Topic Author's Reply - Nov 25, 2008 - 03:11pm PT
Hey MossMan Thanks for posting up. How's the new digs?
Elcapinyoazz

Social climber
Redlands
Nov 25, 2008 - 08:39pm PT
Bump for the great storyteller Philo with tales of Black Canyon sickness.
Jack Burns

climber
Nov 26, 2008 - 01:21pm PT
bump

thanks for sharing, philo.
ydpl8s

Trad climber
Santa Monica, California
Nov 30, 2008 - 01:33pm PT
Hey Philo,
Still trying to get settled in, but I've traded sand and palm trees for rock and snow, kind of seems like an appropriate trade in my sore old achey years!
Dr. Rock

Ice climber
http://tinyurl.com/4oa5br
Nov 30, 2008 - 03:11pm PT
Cool.
I have a friend that took about 600 hits of acid as a kid.
Results were that he has this incredible idio-savvant memory.
If you are driving to Oregon and you ask him what kind of blue car that was that passed us an hour ago,
"Oh that was a 95 Nissan, the one with the water skis stickin out of the trunk you mean?"

I mean, the guy would have made a great cop.
So he memorized this animal book, knows every animal in the world, and the stories of those animals interacting with humans in weird ways, so the dudue starts rappin zoololgy, and we are dinkin Jack at midnight, then the sun comes up, 6 hours of total enrapture, what a lecture, he covered every story known to man, this is the stuff you didn't get on Marlon Perkins wild kingdom.

The best was probably the Cape Buffalo who circled it's hunter and then treed him.
The Cape could not reach the guy, so he chewed the heels off the guys feet and waited for him to bleed to death.
On and on, good guy to have on a "seconds seem like years" early morning nausea freeze out.
dee ee

Mountain climber
citizen of planet Earth
Nov 30, 2008 - 07:55pm PT
Great raisin story.
Tahoe climber

Trad climber
a dark-green forester out west
Nov 30, 2008 - 10:14pm PT
I've always thought that grapes are the best fruit -
eat them as is
ferment them to make GOD'S BEVERAGE
dry them for raisins
freeze them for a hot day's refreshing snack

....
Peter Haan

Trad climber
San Francisco, CA
Nov 30, 2008 - 10:30pm PT
Gee. This was real writing. First thing that I have read on ST tonight after getting back home. No blow by blow account--- tedious engineering style---of what they did, but rather their much more interesting human issues: their fear and concern detailed and how they related to each other and to their own particular live and what might happen tomorrow. The peculiar mantra of the raisins, a idee fixe that we all understand, those of us that have been through stuff like this. And the general stunning willingness to keep going, to finish in face of all of that.

Just a great tale. You can expand this too quite a bit if you want, Philo. you might be surprised how five or ten pages could come out of your efforts, going back into it. Thanks tons for your gift.
philo

Trad climber
boulder, co.
Topic Author's Reply - Dec 4, 2008 - 11:54pm PT
Wow Mr. Hahn thank you so much for your kind words. That was one of the finest compliments My writting has ever recieved. A lot of that fine-ness is due to who the praise came from.

___

> Written exercise A: Return every line of the entries below that contains the string "GeoJSON". Case counts.

> Data section:

___

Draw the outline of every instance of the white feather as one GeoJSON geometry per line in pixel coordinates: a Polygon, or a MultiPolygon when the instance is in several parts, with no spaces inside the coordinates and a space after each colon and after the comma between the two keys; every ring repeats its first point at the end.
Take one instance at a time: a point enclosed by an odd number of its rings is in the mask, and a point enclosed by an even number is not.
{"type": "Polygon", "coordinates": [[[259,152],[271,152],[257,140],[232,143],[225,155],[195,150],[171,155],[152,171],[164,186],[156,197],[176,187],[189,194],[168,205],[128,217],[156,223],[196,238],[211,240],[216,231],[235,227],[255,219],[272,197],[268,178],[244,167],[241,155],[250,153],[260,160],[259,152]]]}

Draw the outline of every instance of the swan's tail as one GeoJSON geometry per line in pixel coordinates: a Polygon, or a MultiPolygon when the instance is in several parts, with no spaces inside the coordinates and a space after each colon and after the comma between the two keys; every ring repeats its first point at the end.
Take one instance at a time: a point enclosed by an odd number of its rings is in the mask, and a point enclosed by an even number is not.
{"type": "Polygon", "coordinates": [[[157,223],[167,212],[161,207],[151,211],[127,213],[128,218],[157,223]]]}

___

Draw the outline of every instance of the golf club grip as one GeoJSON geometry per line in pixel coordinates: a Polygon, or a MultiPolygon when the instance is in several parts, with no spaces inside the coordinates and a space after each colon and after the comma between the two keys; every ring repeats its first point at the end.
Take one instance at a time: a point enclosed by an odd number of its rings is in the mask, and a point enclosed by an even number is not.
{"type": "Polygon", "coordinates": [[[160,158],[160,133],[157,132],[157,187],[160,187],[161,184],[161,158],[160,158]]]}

___

> Written exercise B: Copy word for word a section of the climbing forum thread above. Begin at the words "Ice climber" and stop after "incredible idio-savvant memory.".

> Worked solution A:
Draw the outline of every instance of the white feather as one GeoJSON geometry per line in pixel coordinates: a Polygon, or a MultiPolygon when the instance is in several parts, with no spaces inside the coordinates and a space after each colon and after the comma between the two keys; every ring repeats its first point at the end.
Draw the outline of every instance of the swan's tail as one GeoJSON geometry per line in pixel coordinates: a Polygon, or a MultiPolygon when the instance is in several parts, with no spaces inside the coordinates and a space after each colon and after the comma between the two keys; every ring repeats its first point at the end.
Draw the outline of every instance of the golf club grip as one GeoJSON geometry per line in pixel coordinates: a Polygon, or a MultiPolygon when the instance is in several parts, with no spaces inside the coordinates and a space after each colon and after the comma between the two keys; every ring repeats its first point at the end.

> Worked solution B:
Ice climber
http://tinyurl.com/4oa5br
Nov 30, 2008 - 03:11pm PT
Cool.
I have a friend that took about 600 hits of acid as a kid.
Results were that he has this incredible idio-savvant memory.